Data section Start Marker

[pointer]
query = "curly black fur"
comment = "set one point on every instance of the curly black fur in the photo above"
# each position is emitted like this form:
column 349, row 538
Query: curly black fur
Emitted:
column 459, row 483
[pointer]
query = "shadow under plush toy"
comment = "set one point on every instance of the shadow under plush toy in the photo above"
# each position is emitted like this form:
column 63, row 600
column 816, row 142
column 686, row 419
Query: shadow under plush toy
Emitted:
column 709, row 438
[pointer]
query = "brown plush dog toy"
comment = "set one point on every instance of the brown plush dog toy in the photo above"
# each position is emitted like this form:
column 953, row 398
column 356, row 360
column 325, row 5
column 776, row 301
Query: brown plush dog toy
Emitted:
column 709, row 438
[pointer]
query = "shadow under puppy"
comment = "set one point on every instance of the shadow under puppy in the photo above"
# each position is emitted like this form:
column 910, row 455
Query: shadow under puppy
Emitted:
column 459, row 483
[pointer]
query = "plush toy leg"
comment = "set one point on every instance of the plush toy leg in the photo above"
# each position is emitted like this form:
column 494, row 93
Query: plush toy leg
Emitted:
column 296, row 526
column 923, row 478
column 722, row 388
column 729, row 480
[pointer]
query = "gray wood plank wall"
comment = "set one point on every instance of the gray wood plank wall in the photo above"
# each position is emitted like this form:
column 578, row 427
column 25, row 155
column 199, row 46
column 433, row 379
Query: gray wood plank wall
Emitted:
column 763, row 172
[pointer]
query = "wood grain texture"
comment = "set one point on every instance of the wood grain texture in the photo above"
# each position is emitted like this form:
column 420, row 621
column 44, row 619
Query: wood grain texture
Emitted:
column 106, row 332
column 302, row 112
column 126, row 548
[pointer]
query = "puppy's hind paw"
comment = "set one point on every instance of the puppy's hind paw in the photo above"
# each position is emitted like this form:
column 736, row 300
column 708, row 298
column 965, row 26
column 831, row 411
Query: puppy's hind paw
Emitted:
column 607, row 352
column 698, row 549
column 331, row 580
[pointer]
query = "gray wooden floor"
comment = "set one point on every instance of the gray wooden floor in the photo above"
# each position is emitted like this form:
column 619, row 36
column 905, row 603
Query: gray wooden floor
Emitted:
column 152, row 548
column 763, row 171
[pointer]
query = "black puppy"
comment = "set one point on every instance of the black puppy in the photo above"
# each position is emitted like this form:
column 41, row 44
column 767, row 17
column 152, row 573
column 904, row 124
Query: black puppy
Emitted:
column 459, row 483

Data section End Marker

The full set of entries should be transcribed exactly.

[pointer]
query = "curly black fur"
comment = "set one point on every instance of the curly black fur in the photo above"
# each position is emitted like this form:
column 349, row 538
Query: curly black fur
Emitted:
column 459, row 483
[pointer]
query = "shadow under plush toy"
comment = "set one point on every instance of the shadow under plush toy in the photo above"
# each position is emitted like this form:
column 63, row 600
column 816, row 142
column 686, row 419
Query: shadow under plush toy
Emitted:
column 709, row 438
[pointer]
query = "brown plush dog toy"
comment = "set one point on every instance of the brown plush dog toy in the photo above"
# each position is emitted like this form:
column 953, row 398
column 356, row 360
column 325, row 5
column 776, row 301
Query: brown plush dog toy
Emitted:
column 709, row 438
[pointer]
query = "shadow under puppy"
comment = "set one point on every instance of the shadow under puppy in the photo above"
# each position is emitted like this form:
column 910, row 455
Query: shadow under puppy
Emitted:
column 459, row 483
[pointer]
query = "plush toy leg"
comment = "set one point on every instance of the plush toy leg in the photo above"
# each position is emitted like this form:
column 494, row 93
Query: plush toy leg
Emitted:
column 296, row 526
column 923, row 478
column 722, row 388
column 729, row 480
[pointer]
query = "gray wood plank wall"
comment = "set one point on every instance of the gray wood plank wall in the photo above"
# each position is emitted like this form:
column 578, row 427
column 25, row 155
column 199, row 46
column 433, row 379
Query: gray wood plank wall
Emitted:
column 763, row 172
[pointer]
query = "wood grain texture"
comment = "set one point on every instance of the wood grain texture in the photo above"
# each position is emitted like this form:
column 420, row 621
column 44, row 619
Query: wood grain texture
Emitted:
column 106, row 332
column 302, row 112
column 126, row 548
[pointer]
query = "puppy's hind paw"
comment = "set one point on every instance of the puppy's hind paw in the photo above"
# each position is emitted like this form:
column 736, row 300
column 708, row 298
column 965, row 26
column 831, row 411
Query: puppy's hind paw
Emitted:
column 607, row 352
column 698, row 549
column 331, row 580
[pointer]
query = "gray wooden floor"
comment = "set one point on every instance of the gray wooden floor in the photo above"
# each position is emitted like this form:
column 619, row 36
column 905, row 603
Query: gray wooden floor
Emitted:
column 152, row 548
column 763, row 171
[pointer]
query = "black puppy"
comment = "set one point on every instance of the black puppy in the photo above"
# each position is emitted like this form:
column 41, row 44
column 767, row 17
column 152, row 573
column 904, row 124
Query: black puppy
Emitted:
column 459, row 483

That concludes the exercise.